** Begin **

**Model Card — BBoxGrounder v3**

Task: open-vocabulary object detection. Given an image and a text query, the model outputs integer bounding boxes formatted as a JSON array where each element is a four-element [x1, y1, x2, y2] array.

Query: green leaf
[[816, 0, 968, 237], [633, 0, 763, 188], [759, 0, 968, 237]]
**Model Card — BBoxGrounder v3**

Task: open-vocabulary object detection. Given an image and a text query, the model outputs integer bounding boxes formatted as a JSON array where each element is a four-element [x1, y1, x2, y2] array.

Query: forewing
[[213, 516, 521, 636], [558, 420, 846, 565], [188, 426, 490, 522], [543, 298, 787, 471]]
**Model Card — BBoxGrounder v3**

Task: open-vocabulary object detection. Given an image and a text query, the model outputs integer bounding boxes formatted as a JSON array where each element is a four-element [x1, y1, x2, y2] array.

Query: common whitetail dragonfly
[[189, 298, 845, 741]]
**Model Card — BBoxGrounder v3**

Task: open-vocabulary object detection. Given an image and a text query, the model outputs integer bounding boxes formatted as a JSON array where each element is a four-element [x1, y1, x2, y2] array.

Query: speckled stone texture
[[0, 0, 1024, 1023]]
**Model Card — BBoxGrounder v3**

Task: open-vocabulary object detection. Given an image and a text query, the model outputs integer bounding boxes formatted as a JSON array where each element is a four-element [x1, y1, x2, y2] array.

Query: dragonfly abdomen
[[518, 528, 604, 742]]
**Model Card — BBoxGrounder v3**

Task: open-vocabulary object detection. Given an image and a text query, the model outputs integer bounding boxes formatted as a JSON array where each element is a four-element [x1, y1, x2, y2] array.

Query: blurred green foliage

** End **
** Begin **

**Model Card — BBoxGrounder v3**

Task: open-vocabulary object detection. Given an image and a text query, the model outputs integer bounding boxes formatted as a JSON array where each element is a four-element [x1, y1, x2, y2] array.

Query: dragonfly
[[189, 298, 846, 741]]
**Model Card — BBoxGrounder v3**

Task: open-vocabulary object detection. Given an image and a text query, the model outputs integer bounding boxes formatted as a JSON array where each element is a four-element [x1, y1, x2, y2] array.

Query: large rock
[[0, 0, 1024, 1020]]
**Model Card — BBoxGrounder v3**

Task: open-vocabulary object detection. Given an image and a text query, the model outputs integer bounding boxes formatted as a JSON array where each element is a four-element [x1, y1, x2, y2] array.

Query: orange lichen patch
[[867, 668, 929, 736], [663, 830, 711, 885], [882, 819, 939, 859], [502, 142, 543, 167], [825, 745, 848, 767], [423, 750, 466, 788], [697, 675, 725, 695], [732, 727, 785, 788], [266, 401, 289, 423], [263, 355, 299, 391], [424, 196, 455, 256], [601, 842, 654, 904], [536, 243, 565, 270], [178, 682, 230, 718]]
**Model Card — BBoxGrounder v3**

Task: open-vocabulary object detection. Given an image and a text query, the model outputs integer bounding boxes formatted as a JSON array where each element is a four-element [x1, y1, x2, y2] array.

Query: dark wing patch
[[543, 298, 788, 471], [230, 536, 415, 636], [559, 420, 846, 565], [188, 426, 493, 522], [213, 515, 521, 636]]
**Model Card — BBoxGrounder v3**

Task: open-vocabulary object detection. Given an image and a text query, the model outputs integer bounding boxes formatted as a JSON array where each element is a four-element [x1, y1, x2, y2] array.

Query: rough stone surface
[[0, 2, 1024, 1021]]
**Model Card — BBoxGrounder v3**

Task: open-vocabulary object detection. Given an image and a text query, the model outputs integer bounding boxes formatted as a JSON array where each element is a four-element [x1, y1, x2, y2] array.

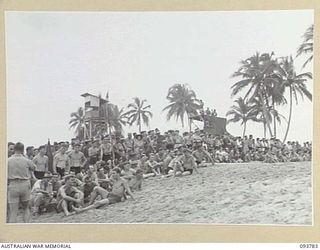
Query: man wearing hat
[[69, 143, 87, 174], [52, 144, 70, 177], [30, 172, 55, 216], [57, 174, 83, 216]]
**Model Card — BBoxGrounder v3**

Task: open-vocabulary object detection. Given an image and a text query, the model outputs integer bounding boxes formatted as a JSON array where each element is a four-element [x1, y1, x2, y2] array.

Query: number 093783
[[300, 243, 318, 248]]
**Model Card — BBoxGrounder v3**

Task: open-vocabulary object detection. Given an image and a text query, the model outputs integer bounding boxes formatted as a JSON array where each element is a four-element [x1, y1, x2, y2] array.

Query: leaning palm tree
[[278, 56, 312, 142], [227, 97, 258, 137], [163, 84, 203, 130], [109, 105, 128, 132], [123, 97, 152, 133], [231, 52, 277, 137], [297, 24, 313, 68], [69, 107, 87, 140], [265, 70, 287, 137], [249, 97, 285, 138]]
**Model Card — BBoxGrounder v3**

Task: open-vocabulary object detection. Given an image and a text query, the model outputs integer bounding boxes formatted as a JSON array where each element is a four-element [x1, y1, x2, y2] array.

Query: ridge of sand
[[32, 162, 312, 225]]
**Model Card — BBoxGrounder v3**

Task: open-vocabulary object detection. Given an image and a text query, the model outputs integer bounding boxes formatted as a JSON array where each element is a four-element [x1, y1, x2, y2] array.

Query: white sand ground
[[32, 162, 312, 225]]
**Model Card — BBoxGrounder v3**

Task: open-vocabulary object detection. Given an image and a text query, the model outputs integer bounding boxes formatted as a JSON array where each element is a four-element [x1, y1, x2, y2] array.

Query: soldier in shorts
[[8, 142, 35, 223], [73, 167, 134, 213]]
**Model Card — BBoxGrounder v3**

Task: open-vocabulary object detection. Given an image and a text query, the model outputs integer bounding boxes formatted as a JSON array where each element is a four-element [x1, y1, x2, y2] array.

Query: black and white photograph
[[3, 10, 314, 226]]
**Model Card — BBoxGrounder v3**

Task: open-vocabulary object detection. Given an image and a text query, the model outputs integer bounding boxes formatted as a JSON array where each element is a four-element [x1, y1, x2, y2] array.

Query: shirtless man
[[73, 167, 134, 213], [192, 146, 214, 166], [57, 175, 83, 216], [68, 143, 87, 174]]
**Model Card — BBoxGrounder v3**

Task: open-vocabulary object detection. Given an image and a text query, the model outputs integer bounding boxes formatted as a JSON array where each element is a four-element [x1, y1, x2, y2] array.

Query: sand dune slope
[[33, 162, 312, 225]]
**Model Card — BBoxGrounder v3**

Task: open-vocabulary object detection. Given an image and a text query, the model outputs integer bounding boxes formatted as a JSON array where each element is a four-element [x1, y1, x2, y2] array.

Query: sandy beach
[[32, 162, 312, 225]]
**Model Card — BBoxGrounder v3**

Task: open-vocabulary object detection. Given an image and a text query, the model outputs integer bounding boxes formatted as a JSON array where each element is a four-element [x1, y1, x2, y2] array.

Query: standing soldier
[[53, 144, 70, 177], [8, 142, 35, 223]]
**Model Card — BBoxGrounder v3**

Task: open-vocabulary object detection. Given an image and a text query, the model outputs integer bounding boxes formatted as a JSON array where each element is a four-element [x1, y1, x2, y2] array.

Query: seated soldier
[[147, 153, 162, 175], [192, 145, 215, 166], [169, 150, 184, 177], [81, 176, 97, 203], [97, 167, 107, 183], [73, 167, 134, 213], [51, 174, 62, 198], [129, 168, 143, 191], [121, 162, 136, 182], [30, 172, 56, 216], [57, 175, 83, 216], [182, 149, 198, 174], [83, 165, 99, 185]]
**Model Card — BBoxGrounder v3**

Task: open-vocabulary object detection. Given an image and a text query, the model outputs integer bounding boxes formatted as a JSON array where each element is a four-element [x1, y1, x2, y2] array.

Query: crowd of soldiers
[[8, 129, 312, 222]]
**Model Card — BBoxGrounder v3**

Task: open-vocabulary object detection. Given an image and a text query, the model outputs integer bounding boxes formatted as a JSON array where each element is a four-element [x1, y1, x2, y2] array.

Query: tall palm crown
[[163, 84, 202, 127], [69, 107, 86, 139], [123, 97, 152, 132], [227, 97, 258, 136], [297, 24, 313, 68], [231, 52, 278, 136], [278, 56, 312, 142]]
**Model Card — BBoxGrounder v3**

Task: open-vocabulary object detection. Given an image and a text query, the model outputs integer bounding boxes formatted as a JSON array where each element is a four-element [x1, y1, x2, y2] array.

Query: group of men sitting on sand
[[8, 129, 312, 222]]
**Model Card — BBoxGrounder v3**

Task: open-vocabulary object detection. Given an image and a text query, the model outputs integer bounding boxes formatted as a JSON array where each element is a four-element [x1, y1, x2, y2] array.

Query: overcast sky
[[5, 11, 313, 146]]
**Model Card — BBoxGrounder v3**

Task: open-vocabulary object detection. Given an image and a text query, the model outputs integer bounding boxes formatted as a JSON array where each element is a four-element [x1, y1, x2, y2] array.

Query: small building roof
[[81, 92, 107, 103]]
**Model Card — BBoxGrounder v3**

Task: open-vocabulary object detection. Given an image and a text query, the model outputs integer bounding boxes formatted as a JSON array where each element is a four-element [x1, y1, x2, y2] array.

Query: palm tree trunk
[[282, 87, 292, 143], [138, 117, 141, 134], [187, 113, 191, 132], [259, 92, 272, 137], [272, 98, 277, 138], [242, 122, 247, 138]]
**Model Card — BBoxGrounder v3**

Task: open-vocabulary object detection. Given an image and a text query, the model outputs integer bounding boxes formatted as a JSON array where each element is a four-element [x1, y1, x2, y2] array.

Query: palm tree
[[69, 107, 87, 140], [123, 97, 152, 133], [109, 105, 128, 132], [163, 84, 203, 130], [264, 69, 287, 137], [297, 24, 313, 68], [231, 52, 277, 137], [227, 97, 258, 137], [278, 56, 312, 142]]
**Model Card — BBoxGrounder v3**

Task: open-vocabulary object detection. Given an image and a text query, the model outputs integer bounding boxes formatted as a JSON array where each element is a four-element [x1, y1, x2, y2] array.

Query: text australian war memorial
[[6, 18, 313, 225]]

** End **

### THE TASK
Gather each line in the data above that contains the string "palm", and copy those lines unchanged.

### RESPONSE TO THIS EXERCISE
Query: leaning palm tree
Query: tall palm crown
Query: palm tree trunk
Query: palm tree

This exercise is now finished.